● **Sezione del documento**
========================

La storia alternativa è un campo estremamente vasto. Alcuni tra giornalisti, studiosi e romanzieri, hanno provato a raccontare, in un volume intitolato Fantafascismi, curato da Gianfranco de Turris, appena pubblicato per Bietti, le differenti svolte che la storia d’Italia, fra il 1921 e il 1945, avrebbe potuto intraprendere se alcuni episodi (non) si fossero verificati ovvero se gli accadimenti avessero seguito un indirizzo diverso. Giacinto Reale, ad esempio, prova a rimescolare le carte in quel fatidico 28 ottobre 1922: mentre le colonne fasciste muovono alla volta della Capitale, per dare inizio alla storica “marcia”, Benito Mussolini attende a distanza, negli uffici del Popolo d’Italia a Milano, assieme al fratello Arnaldo, pronto a partire non appena la situazione volgerà in favore del movimento.
Ad un certo punto, si vede costretto a scendere in strada per sedare un dissidio tra i suoi uomini e le guardie reali; ed è qui che la cronaca imbocca un’altra via: egli rimane coinvolto in una sparatoria, ferito gravemente; si decide, in segreto, dopo aver riportato il corpo all’interno dell’edificio, di trasportarlo in Svizzera, per operare la rimozione del proiettile; ma proprio mentre costeggia il lago di Como, nei pressi di Dongo, l’ambulanza si ribalta e Mussolini viene scaraventato fuori, morendo sul colpo. Allora, diffusasi la notizia, il re decide di firmare lo stato d’assedio e incaricare l’anziano Giovanni Giolitti per la formazione di un nuovo governo cui faranno parte anche esponenti fascisti, mentre – per ironia della sorte – la celebrazione del funerale di colui che sarebbe dovuto diventare il Duce del Fascismo avrà luogo in Milano a Piazzale Loreto.

Suggestivo e visionario il racconto di Dalmazio Frau, con protagonista Armando Brasini, immaginato come architetto ufficiale del regime in luogo di Marcello Piacentini; la nuova Roma da lui disegnata, invece del freddo e monumentale stile del Piacentini, appare così fascinosa da far esclamare ad un giornalista venuto dall’America:

Intuisco in un solo istante che ogni edificio, ogni piazza, ogni chiesa, ogni monumento, obelisco voluto da Armando Brasini altro non è se non uno dei magici punti sulla terra che servono a convogliare le influenze sottili che permeano il cosmo. Un’immensa, grandiosa magia che fa di Roma il Centro dell’Universo.

E ancora: quale svolta avrebbe avuto la politica italiana se il 9 giugno 1936, al posto di Galeazzo Ciano, ambizioso genero del Duce, fosse divenuto ministro degli affari esteri il conte Giovanni Capasso Torre di Caprara?

========================

● **Elenco dati**
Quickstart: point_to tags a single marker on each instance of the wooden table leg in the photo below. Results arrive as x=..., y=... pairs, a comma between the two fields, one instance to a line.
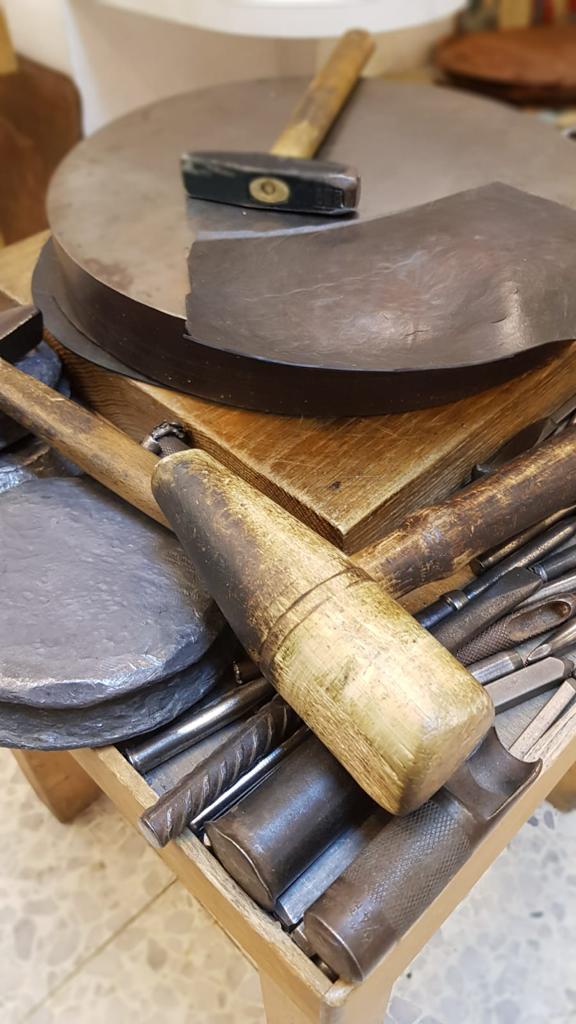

========================

● **Istruzioni**
• 1. Trascrivi dal testo sul volume Fantafascismi il passo compreso tra "Suggestivo e visionario" e "Torre di Caprara?", estremi inclusi.
• 2. Nel testo sul volume Fantafascismi, chi è indicato come curatore dell'opera?
• 3. Riprendi il testo sul volume Fantafascismi dal punto in cui si interrompe.
L'elenco non ha alcun ruolo in questo lavoro.

● **Risposte**
• 1.
Suggestivo e visionario il racconto di Dalmazio Frau, con protagonista Armando Brasini, immaginato come architetto ufficiale del regime in luogo di Marcello Piacentini; la nuova Roma da lui disegnata, invece del freddo e monumentale stile del Piacentini, appare così fascinosa da far esclamare ad un giornalista venuto dall’America:

Intuisco in un solo istante che ogni edificio, ogni piazza, ogni chiesa, ogni monumento, obelisco voluto da Armando Brasini altro non è se non uno dei magici punti sulla terra che servono a convogliare le influenze sottili che permeano il cosmo. Un’immensa, grandiosa magia che fa di Roma il Centro dell’Universo.

E ancora: quale svolta avrebbe avuto la politica italiana se il 9 giugno 1936, al posto di Galeazzo Ciano, ambizioso genero del Duce, fosse divenuto ministro degli affari esteri il conte Giovanni Capasso Torre di Caprara?

• 2. Il curatore è Gianfranco de Turris.

• 3.
Realizzato da Vito Tripi come favolosa raccolta di appunti tratti dal diario dello stesso ministro, di note provenienti dal Ministero della Cultura Popolare e di articoli pubblicati su giornali italiani ed esteri, il racconto delinea l’azione della nuova politica italiana la quale, dopo aver sostenuto lo sforzo dei franchisti nella guerra civile spagnola, riesce a portare un governo amico in Francia, poiché il presidente della Repubblica Albert Lebrun, nel timore che si potesse verificare una crisi come quella spagnola, scioglie le camere senza indire nuove elezioni, nominando un Comitato di Salute Pubblica con a capo l’eroe di Verdun, il maresciallo Philippe Petain. Assieme a queste due nazioni, e con il Portogallo, il Principato di Monaco, la Repubblica di San Marino, la Romania e la Bulgaria, la Grecia e l’Ungheria, il Duce si porrà a capo di una “Lega Latina” (poi “Lega Europea”) – alleanza sia difensiva che offensiva – la quale, con l’appoggio del Regno Unito di Gran Bretagna, affronterà la Germania nazionalsocialista, l’Unione Sovietica e la Jugoslavia, uscendo vincitrice dalla seconda guerra mondiale, con il regime fascista in trionfo per i decenni a venire.

Scrivere storie alternative è come camminare sopra un filo sottile, mentre si è bendati, attraversando un uragano. Si tende a credere, a questo punto, che gran parte della storia sia contingente, che gli eventi e le narrazioni siano inclini a divergere, ma che – in ogni caso – un destino non manifesto farà da raccordo alla molteplicità delle ipotesi; perché ciò che rende buona la fantasia storica è quel senso di autenticità, la percezione che gli avvenimenti, dopotutto, siano radicati nella realtà e dunque, se le cose fossero andate diversamente in un punto critico, ciò che ne sarebbe conseguito avrebbe assunto il carattere di inevitabilità. Certo, la storia ha i suoi aspetti deterministici; ma le possibilità insite in molti frangenti screditano l’enfasi sul meccanicismo e sottolineano l’elemento del caso e la rivendicazione della libertà individuale, compromessa dai sistemi sia idealistici che positivistici.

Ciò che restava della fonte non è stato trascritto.